[LISTED RECORDS]:

▬▬▬▬▬▬▬▬▬▬

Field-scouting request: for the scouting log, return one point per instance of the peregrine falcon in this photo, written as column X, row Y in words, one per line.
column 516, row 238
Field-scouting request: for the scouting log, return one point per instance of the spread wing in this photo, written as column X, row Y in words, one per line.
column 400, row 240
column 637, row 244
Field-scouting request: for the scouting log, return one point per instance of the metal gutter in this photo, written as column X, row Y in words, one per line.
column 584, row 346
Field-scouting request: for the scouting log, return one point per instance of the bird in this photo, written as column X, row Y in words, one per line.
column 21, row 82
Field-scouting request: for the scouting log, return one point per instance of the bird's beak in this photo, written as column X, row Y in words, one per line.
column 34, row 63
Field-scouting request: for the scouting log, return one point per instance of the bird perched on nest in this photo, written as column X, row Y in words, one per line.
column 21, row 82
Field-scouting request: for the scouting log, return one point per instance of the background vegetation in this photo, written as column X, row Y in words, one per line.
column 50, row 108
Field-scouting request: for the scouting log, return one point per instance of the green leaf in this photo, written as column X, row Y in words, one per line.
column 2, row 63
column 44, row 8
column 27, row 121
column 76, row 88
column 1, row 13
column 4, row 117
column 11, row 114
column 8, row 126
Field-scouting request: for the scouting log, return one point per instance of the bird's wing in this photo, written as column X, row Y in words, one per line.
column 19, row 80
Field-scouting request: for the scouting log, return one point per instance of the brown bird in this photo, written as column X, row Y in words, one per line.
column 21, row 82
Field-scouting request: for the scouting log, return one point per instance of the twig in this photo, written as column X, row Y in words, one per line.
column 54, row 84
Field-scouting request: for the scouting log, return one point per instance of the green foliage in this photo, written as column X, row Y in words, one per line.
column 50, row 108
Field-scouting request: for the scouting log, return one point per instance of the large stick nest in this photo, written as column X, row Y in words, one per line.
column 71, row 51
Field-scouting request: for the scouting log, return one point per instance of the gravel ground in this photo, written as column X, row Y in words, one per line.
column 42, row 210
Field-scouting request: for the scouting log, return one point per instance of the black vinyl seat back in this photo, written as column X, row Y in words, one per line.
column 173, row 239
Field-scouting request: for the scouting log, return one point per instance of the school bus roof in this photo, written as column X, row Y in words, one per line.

▬▬▬▬▬▬▬▬▬▬

[PROBLEM STATEMENT]: Repeat only the lines from the one holding "the bird's wing" through the last line of the data.

[OUTPUT BELOW]:
Field-scouting request: for the scouting log, return one point per instance of the bird's wing in this photo, written as column X, row Y in words, one per line.
column 19, row 80
Field-scouting request: for the scouting log, return one point per instance of the brown bird in this photo, written as column X, row Y in words, one per line.
column 21, row 82
Field-scouting request: for the scouting log, return one point per instance of the twig in this photo, written as column X, row Y in words, one per line.
column 54, row 84
Field-scouting request: for the scouting log, return one point per instance of the green foliage in this photo, written as column X, row Y in words, one per line.
column 50, row 108
Field-scouting request: for the scouting log, return one point per instance of the large stick nest in this photo, written as column X, row Y in words, one per line.
column 71, row 51
Field-scouting request: for the scouting log, return one point per instance of the gravel ground in this photo, written as column X, row Y in words, one per line.
column 42, row 210
Field-scouting request: for the scouting log, return one point per instance of the black vinyl seat back in this photo, written as column X, row Y in words, one per line.
column 173, row 239
Field-scouting request: for the scouting log, return one point per instance of the school bus roof in this photo, written as column X, row Y in words, one per line.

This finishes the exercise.